◆ SET OF TASKS
1: For each statement below, say whether it agrees with the butterfly text, answering yes or no and quoting the words of the text that decide it. (a) The traps are baited with rotting fish and fermented bananas. (b) Every butterfly the team catches is kept for further study. (c) Checa estimates that the number of species has fallen by 40 to 50 percent.
2: Copy out the part of the butterfly text that opens with the words containing "Biologists on a" and closes with "for further study.".

◆ QUOTED PASSAGE

══════

Biologists on a trail in the Ecuadoran Amazon hold their breath as they distribute a foul-smelling delicacy to lure butterflies, critical pollinators increasingly threatened by climate change.
A team has hung 32 traps made of green nets, each baited with rotting fish and fermented bananas. They are meant to blend in with the forest canopy.
Their pungent odor clearly does not.
Photo: AFP
Since August last year, a team of biologists and park rangers has been monitoring butterfly numbers in the Cuyabeno Wildlife Reserve, a park famed for its abundant flora and fauna. They catch and document the colorful insects, releasing most with an identifying mark on their wings.
Some of them, possibly from previously unknown species, are kept for further study.
However, the results of the team’s work have been discouraging.
Butterflies are “bioindicators,” living organisms whose well-being provides a measure of the health of their surrounding ecosystem, and their numbers are decreasing, biologist Maria Fernanda Checa said.
While the number of species might not have declined by more than 10 percent, in terms of absolute butterfly numbers “the decrease is very significant ... maybe 40, 50 percent,” she said. “It is something that alarms us.”

══════

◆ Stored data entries
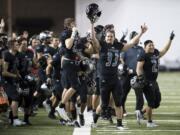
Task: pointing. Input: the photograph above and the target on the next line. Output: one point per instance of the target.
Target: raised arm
(167, 45)
(69, 42)
(136, 39)
(96, 44)
(139, 68)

══════

◆ ANSWER SECTION
1:
(a) Yes: "each baited with rotting fish and fermented bananas"
(b) No: "releasing most with an identifying mark on their wings"
(c) No: "the number of species might not have declined by more than 10 percent"

2:
Biologists on a trail in the Ecuadoran Amazon hold their breath as they distribute a foul-smelling delicacy to lure butterflies, critical pollinators increasingly threatened by climate change.
A team has hung 32 traps made of green nets, each baited with rotting fish and fermented bananas. They are meant to blend in with the forest canopy.
Their pungent odor clearly does not.
Photo: AFP
Since August last year, a team of biologists and park rangers has been monitoring butterfly numbers in the Cuyabeno Wildlife Reserve, a park famed for its abundant flora and fauna. They catch and document the colorful insects, releasing most with an identifying mark on their wings.
Some of them, possibly from previously unknown species, are kept for further study.